**Quoted text:**
•••••

I am the same age that my father was when he died. It is strange being the same age. It has made me go back and think about him more lately. It makes me miss him, and wonder what he would have been like as an older man.
Sometimes I miss Mike's dad Ed so very much. I felt close to him. His death was a shock and sometimes I go back on my blog and read his comments. He was a wonderful man.
As an adult, these times come upon me, and they are just out of no where. It isn't something you can really "control". However, I CAN control how I deal with grief. I can choose to do something nice for another older person, or make sure I visit a sick friend, because you never know....
There is also grief that is felt when our nation is attacked. I have had that grief a few times. It is an overwhelming sadness and the question of why? It feels like your innocence has been ripped away and that you really are not safe.
That is how it feels! But it isn't the truth.
For our children who have come from very difficult, complicated backgrounds, grief can come and revisit, even when they have been doing well. It doesn't mean they aren't doing well, grief visits periodically, unannounced.
Some might call it PTSD, because something might remind them of a loss from before, and the emotions are there, raw and real, once again. And when grief pays a visit, sometimes they don't handle it so well.
I could sense we were going to have one of those moments with Miss Alli. She has really grown up a lot in the past 6 months. She has matured, and become much more fluent in her ability to speak and express herself. But she is still working on appropriate behaviors when grief comes upon her.
As a young lady who fully understands where babies come from, how parents are to commit to that baby for life, and how it feels when they don't, Miss Alli had some things to work through these last few days. Her frustration of not seeing her brother and sister, wondering about other siblings, if her mother was still alive and more have been on her heart. She has mentioned it in a healthy way and we have prayed.
But today, she took out her grief in a less healthy way. She expressed it through anger.
But what happened along with it, as we lay on the bed together was DIFFERENT.
She was able to say what was on her heart.
It came out rough.... but it was real.
"You are not my real mother, you are my step mother." "My real mother lives in Russia!"
Once again, she is processing what happened to her at a new level. Each of our girls has had to go through this level of thinking. "What happened to me?" "Why didn't they do better?"

•••••

**Tasks to perform:**
A – In the grief passage, whose comments does the writer sometimes go back and read on the blog?
B – Carry on with the grief passage from the point where it stops.

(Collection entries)

•••••

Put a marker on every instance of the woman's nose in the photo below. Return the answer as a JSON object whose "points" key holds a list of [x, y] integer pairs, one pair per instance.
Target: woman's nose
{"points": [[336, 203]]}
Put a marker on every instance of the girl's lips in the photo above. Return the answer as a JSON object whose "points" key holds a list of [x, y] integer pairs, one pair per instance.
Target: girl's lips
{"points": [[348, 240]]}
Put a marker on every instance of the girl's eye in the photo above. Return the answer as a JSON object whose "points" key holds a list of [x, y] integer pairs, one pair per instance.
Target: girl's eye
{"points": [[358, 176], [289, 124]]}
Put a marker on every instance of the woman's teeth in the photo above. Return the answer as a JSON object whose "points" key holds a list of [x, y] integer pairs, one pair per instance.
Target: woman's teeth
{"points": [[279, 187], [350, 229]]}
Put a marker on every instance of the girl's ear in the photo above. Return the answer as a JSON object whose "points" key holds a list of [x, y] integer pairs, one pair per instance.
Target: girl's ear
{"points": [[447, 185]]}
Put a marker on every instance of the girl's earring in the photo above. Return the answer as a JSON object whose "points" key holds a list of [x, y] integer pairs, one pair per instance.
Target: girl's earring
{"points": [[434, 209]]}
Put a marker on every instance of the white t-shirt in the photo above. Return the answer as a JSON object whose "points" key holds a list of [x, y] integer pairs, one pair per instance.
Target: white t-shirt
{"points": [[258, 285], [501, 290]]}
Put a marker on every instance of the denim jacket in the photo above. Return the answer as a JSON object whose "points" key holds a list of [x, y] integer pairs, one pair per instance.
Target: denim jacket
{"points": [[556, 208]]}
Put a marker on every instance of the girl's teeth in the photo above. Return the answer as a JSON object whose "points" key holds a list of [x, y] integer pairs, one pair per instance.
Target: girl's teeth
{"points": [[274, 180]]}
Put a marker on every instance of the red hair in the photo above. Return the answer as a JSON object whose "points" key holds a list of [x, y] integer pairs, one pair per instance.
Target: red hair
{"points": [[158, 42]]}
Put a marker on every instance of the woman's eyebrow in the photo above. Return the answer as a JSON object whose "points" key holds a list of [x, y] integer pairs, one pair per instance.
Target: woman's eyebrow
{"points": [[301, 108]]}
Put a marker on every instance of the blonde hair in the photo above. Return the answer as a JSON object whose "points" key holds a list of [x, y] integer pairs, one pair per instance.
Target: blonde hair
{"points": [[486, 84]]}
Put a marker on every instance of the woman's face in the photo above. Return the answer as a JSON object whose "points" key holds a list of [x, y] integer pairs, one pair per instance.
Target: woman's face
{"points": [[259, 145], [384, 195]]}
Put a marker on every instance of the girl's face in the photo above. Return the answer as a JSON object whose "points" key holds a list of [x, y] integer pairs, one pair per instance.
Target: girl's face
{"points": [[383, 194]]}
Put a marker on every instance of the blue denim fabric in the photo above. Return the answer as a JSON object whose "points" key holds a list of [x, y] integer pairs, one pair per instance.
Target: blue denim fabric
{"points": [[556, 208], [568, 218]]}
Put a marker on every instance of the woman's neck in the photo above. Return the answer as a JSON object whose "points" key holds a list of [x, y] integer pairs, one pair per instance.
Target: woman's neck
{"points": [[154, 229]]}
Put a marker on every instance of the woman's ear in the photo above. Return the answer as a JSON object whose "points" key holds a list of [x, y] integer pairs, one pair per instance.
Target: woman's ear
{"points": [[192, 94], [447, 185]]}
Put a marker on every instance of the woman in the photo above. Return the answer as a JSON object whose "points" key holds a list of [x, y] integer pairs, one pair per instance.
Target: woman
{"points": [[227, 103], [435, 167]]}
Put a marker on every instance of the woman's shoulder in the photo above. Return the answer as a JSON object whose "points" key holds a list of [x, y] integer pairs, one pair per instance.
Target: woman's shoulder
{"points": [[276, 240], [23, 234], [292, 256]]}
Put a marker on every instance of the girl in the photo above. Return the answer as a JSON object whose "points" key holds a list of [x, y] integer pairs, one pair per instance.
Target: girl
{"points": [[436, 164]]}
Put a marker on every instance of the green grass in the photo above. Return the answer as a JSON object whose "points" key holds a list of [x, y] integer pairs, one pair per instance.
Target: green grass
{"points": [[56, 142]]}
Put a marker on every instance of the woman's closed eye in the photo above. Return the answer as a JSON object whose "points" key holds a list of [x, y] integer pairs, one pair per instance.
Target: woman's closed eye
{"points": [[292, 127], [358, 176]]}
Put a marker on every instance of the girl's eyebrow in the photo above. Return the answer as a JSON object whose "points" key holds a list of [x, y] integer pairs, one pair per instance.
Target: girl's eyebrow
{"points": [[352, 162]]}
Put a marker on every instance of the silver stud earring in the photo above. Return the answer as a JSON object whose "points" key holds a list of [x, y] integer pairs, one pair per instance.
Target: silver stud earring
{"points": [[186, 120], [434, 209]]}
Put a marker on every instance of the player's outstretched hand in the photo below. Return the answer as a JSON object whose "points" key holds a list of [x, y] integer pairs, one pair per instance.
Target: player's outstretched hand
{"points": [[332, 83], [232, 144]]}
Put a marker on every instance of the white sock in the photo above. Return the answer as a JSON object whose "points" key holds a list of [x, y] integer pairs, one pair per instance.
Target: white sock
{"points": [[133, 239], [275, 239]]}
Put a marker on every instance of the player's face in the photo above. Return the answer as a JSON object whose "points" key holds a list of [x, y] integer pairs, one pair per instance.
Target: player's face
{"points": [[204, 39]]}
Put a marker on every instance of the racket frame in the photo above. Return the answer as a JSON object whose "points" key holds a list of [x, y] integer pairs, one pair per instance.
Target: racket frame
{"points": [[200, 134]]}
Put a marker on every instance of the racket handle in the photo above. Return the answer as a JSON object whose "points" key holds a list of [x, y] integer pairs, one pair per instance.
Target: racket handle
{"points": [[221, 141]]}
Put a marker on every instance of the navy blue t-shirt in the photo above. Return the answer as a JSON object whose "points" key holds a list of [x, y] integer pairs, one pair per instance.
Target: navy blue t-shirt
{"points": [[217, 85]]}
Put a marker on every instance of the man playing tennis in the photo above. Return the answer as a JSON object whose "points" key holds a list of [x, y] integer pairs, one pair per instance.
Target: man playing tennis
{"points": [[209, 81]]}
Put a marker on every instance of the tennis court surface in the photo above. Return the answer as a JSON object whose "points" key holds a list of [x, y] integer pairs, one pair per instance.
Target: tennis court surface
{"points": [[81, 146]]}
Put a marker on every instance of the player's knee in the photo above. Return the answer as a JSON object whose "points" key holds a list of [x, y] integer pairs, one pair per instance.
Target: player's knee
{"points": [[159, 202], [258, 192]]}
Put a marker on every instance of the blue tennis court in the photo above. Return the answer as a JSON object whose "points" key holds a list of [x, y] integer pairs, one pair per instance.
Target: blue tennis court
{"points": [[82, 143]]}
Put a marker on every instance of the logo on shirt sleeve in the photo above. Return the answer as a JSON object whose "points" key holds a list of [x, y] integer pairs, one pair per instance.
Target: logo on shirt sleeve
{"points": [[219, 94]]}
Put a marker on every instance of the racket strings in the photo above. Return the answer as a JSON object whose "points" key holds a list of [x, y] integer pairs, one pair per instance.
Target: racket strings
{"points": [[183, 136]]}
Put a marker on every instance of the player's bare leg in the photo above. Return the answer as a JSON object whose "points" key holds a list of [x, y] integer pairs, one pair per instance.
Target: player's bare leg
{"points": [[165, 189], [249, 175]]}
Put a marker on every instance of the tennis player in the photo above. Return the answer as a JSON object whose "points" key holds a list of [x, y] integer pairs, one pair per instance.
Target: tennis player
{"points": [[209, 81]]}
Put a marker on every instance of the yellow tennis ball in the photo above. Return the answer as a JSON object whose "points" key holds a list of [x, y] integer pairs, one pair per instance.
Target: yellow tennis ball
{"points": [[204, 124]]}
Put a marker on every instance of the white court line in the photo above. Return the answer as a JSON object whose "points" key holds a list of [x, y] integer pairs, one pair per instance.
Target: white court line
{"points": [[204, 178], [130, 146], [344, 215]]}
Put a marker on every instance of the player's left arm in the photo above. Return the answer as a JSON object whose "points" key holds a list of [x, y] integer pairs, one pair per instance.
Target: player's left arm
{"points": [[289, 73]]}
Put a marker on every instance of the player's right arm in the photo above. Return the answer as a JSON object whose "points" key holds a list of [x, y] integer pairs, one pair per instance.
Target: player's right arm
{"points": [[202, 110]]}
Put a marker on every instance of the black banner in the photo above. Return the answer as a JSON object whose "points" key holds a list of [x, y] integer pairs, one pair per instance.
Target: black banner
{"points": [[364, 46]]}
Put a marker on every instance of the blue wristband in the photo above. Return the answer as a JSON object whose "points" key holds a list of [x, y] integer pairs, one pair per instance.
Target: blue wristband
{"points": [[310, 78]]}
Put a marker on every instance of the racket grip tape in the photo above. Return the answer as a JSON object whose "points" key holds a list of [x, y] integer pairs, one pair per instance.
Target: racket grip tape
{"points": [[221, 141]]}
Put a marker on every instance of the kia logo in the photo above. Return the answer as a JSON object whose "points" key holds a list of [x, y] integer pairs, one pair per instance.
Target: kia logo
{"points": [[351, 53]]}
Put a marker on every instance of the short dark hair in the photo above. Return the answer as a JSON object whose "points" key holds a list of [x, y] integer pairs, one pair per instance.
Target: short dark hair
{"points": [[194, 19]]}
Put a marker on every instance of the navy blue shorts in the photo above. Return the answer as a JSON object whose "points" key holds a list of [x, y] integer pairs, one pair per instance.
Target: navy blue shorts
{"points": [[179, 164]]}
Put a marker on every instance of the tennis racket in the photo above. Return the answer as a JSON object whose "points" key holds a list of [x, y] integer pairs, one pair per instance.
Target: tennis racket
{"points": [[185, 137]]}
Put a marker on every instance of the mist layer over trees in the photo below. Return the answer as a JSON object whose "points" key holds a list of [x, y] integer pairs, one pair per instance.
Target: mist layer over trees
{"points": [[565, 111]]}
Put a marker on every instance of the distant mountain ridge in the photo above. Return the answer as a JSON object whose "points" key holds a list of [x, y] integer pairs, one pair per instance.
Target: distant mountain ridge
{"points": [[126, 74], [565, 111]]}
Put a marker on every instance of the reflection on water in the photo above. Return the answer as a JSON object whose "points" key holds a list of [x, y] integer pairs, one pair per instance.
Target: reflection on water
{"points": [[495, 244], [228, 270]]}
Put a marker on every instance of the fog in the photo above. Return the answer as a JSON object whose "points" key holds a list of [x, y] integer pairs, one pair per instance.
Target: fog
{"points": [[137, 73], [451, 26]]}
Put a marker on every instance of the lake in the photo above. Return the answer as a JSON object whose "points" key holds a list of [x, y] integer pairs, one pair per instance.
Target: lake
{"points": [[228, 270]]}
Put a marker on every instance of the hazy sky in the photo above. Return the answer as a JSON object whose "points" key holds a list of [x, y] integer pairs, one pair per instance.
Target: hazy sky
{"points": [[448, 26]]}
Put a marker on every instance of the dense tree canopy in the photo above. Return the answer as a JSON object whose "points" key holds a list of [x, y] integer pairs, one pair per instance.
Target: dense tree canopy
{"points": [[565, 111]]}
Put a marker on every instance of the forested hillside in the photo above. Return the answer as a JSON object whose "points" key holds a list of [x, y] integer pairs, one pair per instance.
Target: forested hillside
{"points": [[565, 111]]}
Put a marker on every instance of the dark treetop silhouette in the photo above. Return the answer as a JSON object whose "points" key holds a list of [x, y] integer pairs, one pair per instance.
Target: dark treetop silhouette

•••••

**The results:**
A – Those of Ed, Mike's dad.

B –
"Why were they so violent?" "Was I not worth it?" These are grief questions. They are birthed in sorrow and sadness. And it is O.K.
"No, I'm not your step mother, and I am very REAL.... but I am your adoptive mother."
Do you know that there is a difference between those 3 kinds of moms?
Your birth mother gave birth to you. It must be very hard to not have her in your life. It must be so sad to think that you had to be taken away, and that her life was destroyed with alcohol and violence.
But you need to know that it is right and ok for you to love her. She is your mother too.
A step mother is the wife of your father. Sometimes she "steps in" and helps to finish raising children. Sometimes step mothers have great relationships with their step children, and sometimes not. However, she is not an adoptive mother.
Mama and Papa adopted you. That means it is as IF I did give birth to you. Our names are on your
birth certificate as if we were there. In my heart, I feel that very way. And I know this for sure, because I did give birth to your brothers and I love you just as I love them.
Because you are adopted you have an INHERITANCE! That means you are a Minich and in every way a family member in good standing, who will always have a family name. It is a good inheritance.
God adopts us as His children. He has 1 one first born son: Jesus Christ. But we are joint heirs with Christ. God does not have step children. We are His children, period.
Mama doesn't have step children either. You are a joint heir with all your siblings.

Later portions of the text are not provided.